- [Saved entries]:
----------------------------------------
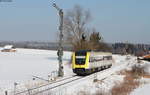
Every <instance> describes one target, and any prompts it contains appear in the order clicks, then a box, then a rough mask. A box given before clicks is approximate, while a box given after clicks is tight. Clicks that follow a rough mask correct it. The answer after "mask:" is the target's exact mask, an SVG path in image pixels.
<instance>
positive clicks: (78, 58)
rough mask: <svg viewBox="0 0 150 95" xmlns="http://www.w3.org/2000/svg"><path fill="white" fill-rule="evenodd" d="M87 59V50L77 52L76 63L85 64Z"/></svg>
mask: <svg viewBox="0 0 150 95" xmlns="http://www.w3.org/2000/svg"><path fill="white" fill-rule="evenodd" d="M85 59H86V51H77V52H76V53H75V61H76V62H75V63H76V64H78V65H84V64H85Z"/></svg>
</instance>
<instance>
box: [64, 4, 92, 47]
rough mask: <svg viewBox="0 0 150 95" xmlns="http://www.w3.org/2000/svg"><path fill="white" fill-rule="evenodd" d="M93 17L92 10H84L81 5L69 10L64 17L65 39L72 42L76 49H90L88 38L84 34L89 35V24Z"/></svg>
mask: <svg viewBox="0 0 150 95" xmlns="http://www.w3.org/2000/svg"><path fill="white" fill-rule="evenodd" d="M90 19H91V15H90V12H89V11H88V10H86V11H85V10H83V8H82V7H81V6H79V5H75V7H74V8H73V9H72V10H70V11H68V12H67V13H66V15H65V18H64V32H65V33H64V38H65V41H68V42H69V43H71V44H72V45H73V47H74V50H80V49H88V48H87V46H86V47H85V44H87V41H86V38H84V37H83V34H85V35H87V33H88V30H89V29H88V28H87V24H88V22H89V21H90Z"/></svg>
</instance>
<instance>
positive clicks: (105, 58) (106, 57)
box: [104, 56, 112, 60]
mask: <svg viewBox="0 0 150 95" xmlns="http://www.w3.org/2000/svg"><path fill="white" fill-rule="evenodd" d="M104 60H112V56H104Z"/></svg>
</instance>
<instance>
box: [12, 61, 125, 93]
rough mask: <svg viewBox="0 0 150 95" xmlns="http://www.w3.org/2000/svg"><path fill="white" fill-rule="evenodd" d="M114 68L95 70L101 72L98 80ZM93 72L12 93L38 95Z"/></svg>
mask: <svg viewBox="0 0 150 95" xmlns="http://www.w3.org/2000/svg"><path fill="white" fill-rule="evenodd" d="M121 65H122V64H120V66H121ZM117 67H118V66H117ZM115 68H116V67H115ZM115 68H108V69H105V70H102V71H100V72H96V73H101V74H99V76H100V80H103V79H105V78H107V77H108V76H110V75H111V74H113V73H114V70H113V69H115ZM112 71H113V72H112ZM105 72H108V75H106V74H105ZM94 74H95V73H93V74H91V75H88V76H85V77H81V76H77V75H73V76H70V77H66V78H63V79H60V80H57V81H53V82H51V83H47V84H45V85H42V86H39V87H35V88H31V89H28V90H25V91H22V92H17V93H15V94H14V95H40V94H41V93H42V94H41V95H44V94H43V93H44V92H48V91H50V90H52V89H57V88H59V87H60V86H63V85H67V84H70V83H73V82H74V81H77V80H81V81H83V80H84V79H87V78H90V79H92V78H93V75H94Z"/></svg>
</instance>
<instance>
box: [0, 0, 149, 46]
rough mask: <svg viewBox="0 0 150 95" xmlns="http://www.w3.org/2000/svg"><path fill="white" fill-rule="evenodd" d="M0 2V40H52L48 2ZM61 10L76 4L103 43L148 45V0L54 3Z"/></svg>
mask: <svg viewBox="0 0 150 95" xmlns="http://www.w3.org/2000/svg"><path fill="white" fill-rule="evenodd" d="M12 1H13V2H9V3H4V2H0V41H5V40H7V41H49V42H52V41H55V40H56V37H57V36H56V35H57V32H58V30H57V29H58V27H57V26H58V25H59V24H58V16H57V11H56V9H54V8H53V7H52V5H51V4H52V0H12ZM55 2H56V3H57V5H59V6H60V7H61V8H63V9H64V11H65V12H66V11H67V10H68V9H71V8H73V6H74V5H76V4H79V5H81V6H82V7H83V8H84V9H88V10H90V11H91V14H92V22H91V25H92V26H94V27H95V28H96V29H97V30H98V31H99V32H100V33H101V34H102V35H103V38H104V40H105V41H106V42H126V41H128V42H132V43H147V44H150V0H55Z"/></svg>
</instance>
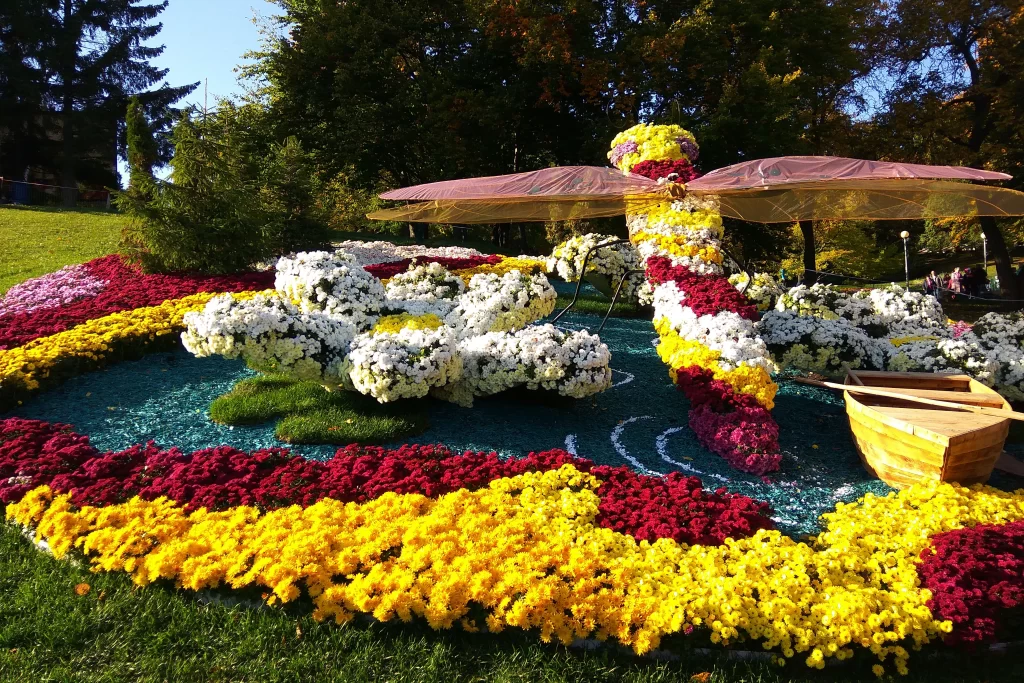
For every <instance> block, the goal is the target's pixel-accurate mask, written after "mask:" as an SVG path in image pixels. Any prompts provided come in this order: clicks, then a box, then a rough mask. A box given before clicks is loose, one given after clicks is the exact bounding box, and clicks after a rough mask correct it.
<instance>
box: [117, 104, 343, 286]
mask: <svg viewBox="0 0 1024 683" xmlns="http://www.w3.org/2000/svg"><path fill="white" fill-rule="evenodd" d="M254 108H255V109H254ZM265 118H266V117H265V114H263V113H262V111H261V110H260V109H259V108H258V106H257V105H245V106H241V108H239V106H234V105H232V104H230V103H226V102H222V103H221V105H220V110H219V111H218V112H216V113H213V114H210V115H208V116H203V117H198V116H194V115H185V116H184V117H183V118H182V119H181V120H180V121H179V122H178V124H177V125H176V126H175V128H174V131H173V135H172V140H173V143H174V159H173V160H172V162H171V169H172V174H171V178H172V181H171V182H161V183H157V184H156V185H154V186H153V187H152V188H151V190H150V191H145V193H140V191H137V190H133V191H129V193H126V194H123V195H122V196H121V198H120V199H119V206H120V207H121V208H122V210H124V211H125V212H126V213H127V214H128V216H129V218H130V220H129V224H128V227H127V228H126V229H125V233H124V236H123V240H122V251H123V253H125V255H126V256H128V257H129V258H130V259H131V260H133V261H136V262H138V263H140V264H141V265H142V267H143V268H145V269H146V270H150V271H168V270H197V271H201V272H210V273H226V272H237V271H239V270H245V269H248V268H250V267H252V266H253V265H255V264H257V263H260V262H265V261H268V260H270V259H272V258H274V257H276V256H281V255H284V254H287V253H289V252H294V251H300V250H304V249H312V248H317V247H323V246H324V245H326V244H327V243H328V242H329V240H328V237H329V228H328V226H327V220H326V216H325V212H324V210H323V207H322V204H321V203H319V201H318V198H319V195H321V187H322V182H321V180H319V178H318V176H317V173H316V169H315V165H314V163H313V161H312V159H311V157H309V156H308V155H307V154H305V153H304V152H303V151H302V148H301V147H300V146H299V144H298V142H296V141H295V140H294V139H286V140H284V141H283V142H279V141H278V140H276V139H275V138H274V136H273V135H272V132H271V131H270V130H269V128H268V124H267V122H266V121H265Z"/></svg>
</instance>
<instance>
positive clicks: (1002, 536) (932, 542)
mask: <svg viewBox="0 0 1024 683" xmlns="http://www.w3.org/2000/svg"><path fill="white" fill-rule="evenodd" d="M931 541H932V547H931V548H926V549H925V550H924V551H922V553H921V559H922V563H921V565H920V566H919V567H918V573H919V574H921V579H922V583H923V584H924V587H925V588H927V589H928V590H930V591H931V592H932V599H931V600H929V601H928V607H929V609H931V610H932V613H934V614H935V615H936V616H937V617H938V618H941V620H949V621H950V622H952V623H953V630H952V632H951V633H950V634H949V635H948V636H946V638H945V642H946V643H949V644H966V645H969V646H973V645H976V644H978V643H982V642H988V641H992V640H995V639H996V638H998V637H999V636H1000V635H1001V633H1002V632H1004V630H1005V629H1006V628H1007V627H1008V626H1009V625H1010V624H1011V623H1013V622H1016V623H1017V625H1018V626H1020V624H1021V620H1022V618H1024V521H1017V522H1012V523H1010V524H1005V525H1001V526H999V525H994V524H979V525H978V526H972V527H971V528H961V529H955V530H952V531H944V532H942V533H937V535H935V536H934V537H932V539H931Z"/></svg>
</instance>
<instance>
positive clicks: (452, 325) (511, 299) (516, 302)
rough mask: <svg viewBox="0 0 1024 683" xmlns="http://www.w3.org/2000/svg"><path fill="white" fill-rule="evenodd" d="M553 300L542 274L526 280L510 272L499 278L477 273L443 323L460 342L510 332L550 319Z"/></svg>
mask: <svg viewBox="0 0 1024 683" xmlns="http://www.w3.org/2000/svg"><path fill="white" fill-rule="evenodd" d="M555 299H556V295H555V289H554V288H553V287H552V286H551V283H549V282H548V279H547V278H545V276H544V275H543V274H541V273H538V274H536V275H532V276H529V275H524V274H523V273H522V272H520V271H519V270H510V271H508V272H506V273H505V274H504V275H501V276H499V275H497V274H495V273H490V272H486V273H485V272H478V273H477V274H475V275H473V279H472V280H470V281H469V289H468V290H466V293H465V294H463V295H462V296H460V297H459V300H458V304H457V305H456V307H455V309H454V310H453V311H452V312H451V313H450V314H449V316H447V317H446V319H445V322H446V323H447V325H449V326H450V327H451V328H452V329H453V330H455V333H456V335H457V336H458V338H459V339H466V338H468V337H476V336H479V335H483V334H486V333H488V332H509V331H512V330H518V329H520V328H522V327H523V326H525V325H528V324H530V323H532V322H535V321H539V319H541V318H542V317H544V316H545V315H549V314H550V313H551V311H553V310H554V309H555Z"/></svg>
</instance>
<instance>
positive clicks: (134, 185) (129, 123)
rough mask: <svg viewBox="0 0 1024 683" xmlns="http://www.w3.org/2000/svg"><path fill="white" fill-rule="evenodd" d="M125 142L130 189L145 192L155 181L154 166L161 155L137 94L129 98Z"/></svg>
mask: <svg viewBox="0 0 1024 683" xmlns="http://www.w3.org/2000/svg"><path fill="white" fill-rule="evenodd" d="M125 143H126V147H127V157H128V173H129V180H128V189H129V190H130V191H137V193H145V191H147V189H148V188H150V185H151V184H152V183H153V167H154V166H155V165H156V163H157V160H158V158H159V156H160V152H159V150H158V146H157V140H156V138H154V136H153V129H152V128H151V127H150V122H148V121H146V119H145V112H144V111H143V110H142V101H141V100H140V99H139V98H138V97H137V96H132V98H131V99H130V100H128V113H127V116H126V117H125Z"/></svg>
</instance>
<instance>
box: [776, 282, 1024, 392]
mask: <svg viewBox="0 0 1024 683" xmlns="http://www.w3.org/2000/svg"><path fill="white" fill-rule="evenodd" d="M1022 321H1024V315H1022V314H1021V313H1010V314H1004V313H996V312H991V313H986V314H985V315H983V316H982V317H981V318H980V319H979V321H978V323H977V324H975V325H974V326H969V325H967V324H965V323H963V322H961V323H952V322H951V321H950V322H947V321H946V318H945V315H944V314H943V312H942V306H941V305H940V304H939V302H938V301H937V300H936V299H935V297H932V296H928V295H925V294H920V293H916V292H908V291H906V290H904V289H903V288H901V287H899V286H898V285H890V286H889V287H885V288H881V289H873V290H859V291H855V292H850V293H844V292H841V291H840V290H838V289H837V288H836V287H834V286H830V285H814V286H813V287H804V286H800V287H795V288H793V289H791V290H790V291H788V292H786V293H785V294H783V295H782V296H780V297H779V299H778V303H777V304H776V306H775V310H773V311H769V312H767V313H765V315H764V316H763V318H762V321H761V322H760V324H759V325H758V331H759V332H760V334H761V336H762V338H763V339H764V340H765V341H766V342H767V343H768V347H769V349H770V350H771V352H772V355H773V358H774V360H775V361H776V362H777V364H778V365H779V366H780V367H782V368H792V369H795V370H799V371H804V372H808V371H810V372H816V373H821V374H824V375H829V376H834V377H840V376H842V375H844V374H845V373H846V371H847V369H851V368H853V369H856V368H861V369H865V370H891V371H898V372H900V371H910V372H962V373H966V374H968V375H970V376H971V377H973V378H974V379H976V380H978V381H979V382H982V383H983V384H986V385H988V386H991V387H994V388H995V389H996V390H997V391H998V392H999V393H1001V394H1002V395H1005V396H1007V397H1008V398H1010V399H1011V400H1024V323H1022Z"/></svg>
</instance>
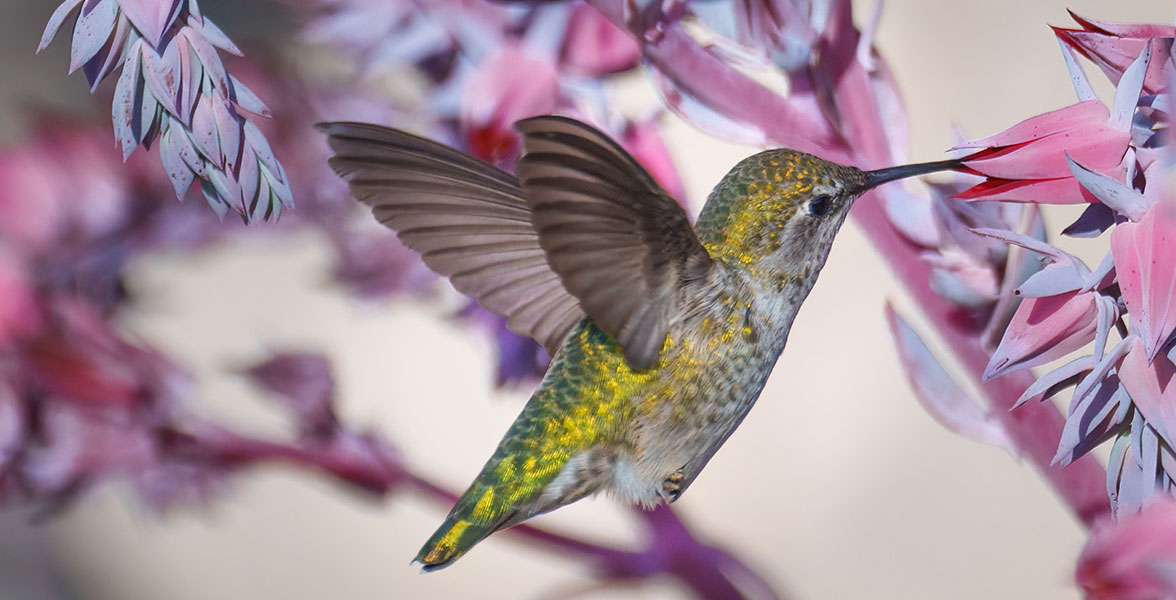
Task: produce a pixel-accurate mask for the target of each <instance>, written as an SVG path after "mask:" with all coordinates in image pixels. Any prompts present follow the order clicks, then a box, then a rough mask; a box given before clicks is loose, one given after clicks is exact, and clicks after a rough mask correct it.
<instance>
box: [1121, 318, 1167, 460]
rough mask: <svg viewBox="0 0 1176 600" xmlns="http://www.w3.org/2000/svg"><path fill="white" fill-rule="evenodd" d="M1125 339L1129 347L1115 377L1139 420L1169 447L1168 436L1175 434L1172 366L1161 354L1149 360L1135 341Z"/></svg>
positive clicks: (1141, 347) (1143, 350)
mask: <svg viewBox="0 0 1176 600" xmlns="http://www.w3.org/2000/svg"><path fill="white" fill-rule="evenodd" d="M1129 340H1130V341H1129V344H1131V347H1130V349H1129V351H1128V353H1127V356H1124V358H1123V362H1122V364H1121V365H1120V367H1118V376H1120V379H1121V380H1122V381H1123V387H1124V388H1125V389H1127V393H1128V394H1129V395H1130V396H1131V402H1132V404H1135V407H1136V408H1138V409H1140V413H1142V414H1143V418H1144V419H1147V420H1148V422H1149V424H1151V425H1152V426H1154V427H1156V429H1157V431H1158V432H1160V435H1161V436H1162V438H1163V439H1164V440H1168V442H1169V444H1171V441H1172V439H1174V438H1172V436H1171V434H1174V433H1176V386H1172V385H1171V384H1172V382H1174V381H1172V375H1174V373H1176V367H1174V366H1172V362H1171V361H1170V360H1169V359H1168V356H1165V355H1163V354H1161V355H1158V356H1156V358H1155V360H1152V359H1150V358H1149V356H1148V355H1147V353H1145V352H1144V346H1143V342H1142V341H1141V340H1140V339H1138V338H1129Z"/></svg>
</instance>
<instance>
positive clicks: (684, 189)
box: [620, 119, 686, 202]
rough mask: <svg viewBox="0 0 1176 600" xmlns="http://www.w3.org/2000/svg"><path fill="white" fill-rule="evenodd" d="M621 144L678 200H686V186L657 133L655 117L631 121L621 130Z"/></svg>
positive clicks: (668, 191)
mask: <svg viewBox="0 0 1176 600" xmlns="http://www.w3.org/2000/svg"><path fill="white" fill-rule="evenodd" d="M620 142H621V146H623V147H624V149H626V151H628V152H629V154H633V158H635V159H637V162H640V164H641V166H643V167H646V171H648V172H649V174H650V175H653V176H654V179H655V180H656V181H657V182H659V184H660V185H661V186H662V187H663V188H666V191H667V192H669V195H671V196H674V198H675V199H677V201H679V202H683V201H686V188H684V187H683V186H682V178H681V176H679V174H677V168H676V167H674V159H673V158H670V155H669V149H668V148H666V144H664V142H663V141H662V139H661V135H660V134H659V133H657V121H656V119H650V120H646V121H632V122H629V124H627V125H626V127H624V131H623V132H621V138H620Z"/></svg>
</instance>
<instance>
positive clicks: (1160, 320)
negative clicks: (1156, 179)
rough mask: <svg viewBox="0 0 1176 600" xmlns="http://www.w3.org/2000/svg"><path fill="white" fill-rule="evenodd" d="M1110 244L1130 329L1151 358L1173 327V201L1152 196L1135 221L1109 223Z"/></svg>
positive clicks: (1159, 350) (1174, 320)
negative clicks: (1146, 207) (1151, 202)
mask: <svg viewBox="0 0 1176 600" xmlns="http://www.w3.org/2000/svg"><path fill="white" fill-rule="evenodd" d="M1110 246H1111V254H1112V255H1114V258H1115V269H1116V272H1117V274H1118V286H1120V289H1121V291H1122V293H1123V302H1124V304H1125V305H1127V312H1128V314H1130V318H1131V332H1132V333H1135V334H1136V335H1138V336H1140V338H1141V339H1142V340H1143V347H1144V349H1145V351H1147V356H1148V361H1151V360H1152V359H1154V358H1155V356H1156V354H1157V353H1160V351H1161V349H1162V348H1163V346H1164V342H1165V341H1168V339H1169V338H1170V336H1171V334H1172V331H1176V252H1174V249H1176V206H1172V202H1171V201H1169V200H1160V201H1157V202H1155V204H1154V205H1151V207H1150V208H1148V211H1147V213H1144V215H1143V219H1142V220H1141V221H1140V222H1124V224H1122V225H1120V226H1118V227H1115V231H1114V232H1111V235H1110Z"/></svg>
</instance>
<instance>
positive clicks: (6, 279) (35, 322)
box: [0, 245, 41, 348]
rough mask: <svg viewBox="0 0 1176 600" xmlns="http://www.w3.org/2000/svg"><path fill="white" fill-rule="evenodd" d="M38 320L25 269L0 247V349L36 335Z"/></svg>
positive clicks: (38, 313) (33, 298) (37, 312)
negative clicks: (23, 337) (20, 340)
mask: <svg viewBox="0 0 1176 600" xmlns="http://www.w3.org/2000/svg"><path fill="white" fill-rule="evenodd" d="M40 319H41V312H40V308H39V307H38V306H36V298H35V296H34V294H33V288H32V286H31V282H29V280H28V274H27V273H26V266H25V265H24V262H22V261H20V260H19V259H16V256H14V255H13V254H12V253H11V252H8V251H7V248H6V247H5V246H2V245H0V348H4V347H5V346H6V345H8V344H11V342H12V341H13V340H14V339H15V338H19V336H21V335H25V334H28V333H31V332H33V331H35V329H36V328H38V327H39V324H40Z"/></svg>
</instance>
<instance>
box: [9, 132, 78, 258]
----------------------------------------
- [TASK STATEMENT]: Lay out the lines of the entries, from the line containing "320L25 269L0 247V349L36" through the end of the entries, as a Markdown table with a "Row" column numbering each line and a "Line" column holding it. Include both ends and leave out blank lines.

- [ANSWER FOR THE TASK]:
| Row | Line |
|---|---|
| 1 | rough mask: <svg viewBox="0 0 1176 600" xmlns="http://www.w3.org/2000/svg"><path fill="white" fill-rule="evenodd" d="M38 320L25 269L0 247V349L36 335Z"/></svg> |
| 2 | positive clicks: (38, 313) (33, 298) (37, 312) |
| 3 | negative clicks: (23, 337) (20, 340) |
| 4 | mask: <svg viewBox="0 0 1176 600" xmlns="http://www.w3.org/2000/svg"><path fill="white" fill-rule="evenodd" d="M40 319H41V312H40V308H39V307H38V306H36V298H35V296H34V294H33V288H32V286H31V282H29V280H28V274H27V273H26V266H25V265H24V262H22V261H20V260H19V259H16V256H14V255H13V254H12V253H11V252H8V251H7V248H6V247H5V246H2V245H0V348H4V347H5V346H6V345H8V344H11V342H12V341H13V340H14V339H15V338H19V336H21V335H25V334H28V333H31V332H33V331H35V329H36V328H38V327H39V324H40Z"/></svg> |
| 5 | </instance> |
| 6 | <instance> |
| 7 | box: [9, 132, 78, 258] |